**Data for this task:**
☆ ☆ ☆ ☆ ☆ ☆ ☆

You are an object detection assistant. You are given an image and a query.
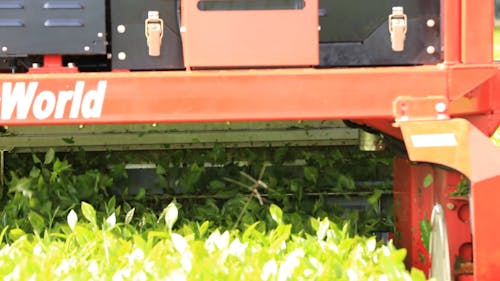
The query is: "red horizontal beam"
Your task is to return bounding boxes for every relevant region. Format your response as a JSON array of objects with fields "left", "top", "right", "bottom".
[{"left": 0, "top": 66, "right": 492, "bottom": 125}]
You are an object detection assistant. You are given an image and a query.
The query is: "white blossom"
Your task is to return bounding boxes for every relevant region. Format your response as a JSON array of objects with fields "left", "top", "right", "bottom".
[{"left": 260, "top": 259, "right": 278, "bottom": 281}]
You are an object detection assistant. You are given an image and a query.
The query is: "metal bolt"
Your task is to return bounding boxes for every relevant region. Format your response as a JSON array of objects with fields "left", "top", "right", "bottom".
[
  {"left": 118, "top": 52, "right": 127, "bottom": 60},
  {"left": 434, "top": 102, "right": 446, "bottom": 113},
  {"left": 116, "top": 24, "right": 127, "bottom": 33}
]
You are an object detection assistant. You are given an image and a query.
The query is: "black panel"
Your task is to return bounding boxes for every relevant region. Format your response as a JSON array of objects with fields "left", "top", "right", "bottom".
[
  {"left": 197, "top": 0, "right": 305, "bottom": 11},
  {"left": 320, "top": 0, "right": 441, "bottom": 66},
  {"left": 111, "top": 0, "right": 184, "bottom": 70},
  {"left": 0, "top": 0, "right": 106, "bottom": 57}
]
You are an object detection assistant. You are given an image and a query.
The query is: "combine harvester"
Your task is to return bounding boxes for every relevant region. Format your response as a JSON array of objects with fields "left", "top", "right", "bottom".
[{"left": 0, "top": 0, "right": 500, "bottom": 281}]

☆ ☆ ☆ ☆ ☆ ☆ ☆

Rewrite all of the data above with "object detection assistant" changed to "image labeling assistant" wherever it occurs, keeping everything else the same and omitting the pictures.

**Final result:**
You are an image labeling assistant. You are given an image and a query.
The query is: "red horizontal beam"
Your task is to return bounding boxes for every relevant region. Format your response as a JSON array of objects with fields "left", "top", "right", "bottom".
[{"left": 0, "top": 66, "right": 492, "bottom": 125}]
You are an image labeling assistant. You are given an image and a query.
The query is: "white blossom"
Your task is to return bounding boxes for every relevant region. Format your response as a JSON array of objects with fields "left", "top", "right", "bottom".
[{"left": 260, "top": 259, "right": 278, "bottom": 281}]
You are an image labeling assistant. You are given an image and a query.
The query is: "metal bolt"
Your task is to return bounding boxes for every relevant region. Format your response as a JSON array of objects with fields "left", "top", "right", "bottom".
[
  {"left": 118, "top": 52, "right": 127, "bottom": 60},
  {"left": 434, "top": 102, "right": 446, "bottom": 113},
  {"left": 116, "top": 24, "right": 127, "bottom": 33}
]
You are an image labeling assistant. You are given an image and a query.
The query is: "black panel"
Your task is to return bounding boxes for every relevant region. Format your response as a JSON array of objects with fields "left", "top", "right", "bottom".
[
  {"left": 197, "top": 0, "right": 305, "bottom": 11},
  {"left": 320, "top": 0, "right": 441, "bottom": 66},
  {"left": 111, "top": 0, "right": 184, "bottom": 70},
  {"left": 0, "top": 0, "right": 106, "bottom": 57}
]
You are an image labeling assistant. You are given an image and a query.
The query is: "combine harvester"
Your task is to return bounding boxes for every relevant region. Format your response as a JSON array of objects with fields "left", "top", "right", "bottom".
[{"left": 0, "top": 0, "right": 500, "bottom": 281}]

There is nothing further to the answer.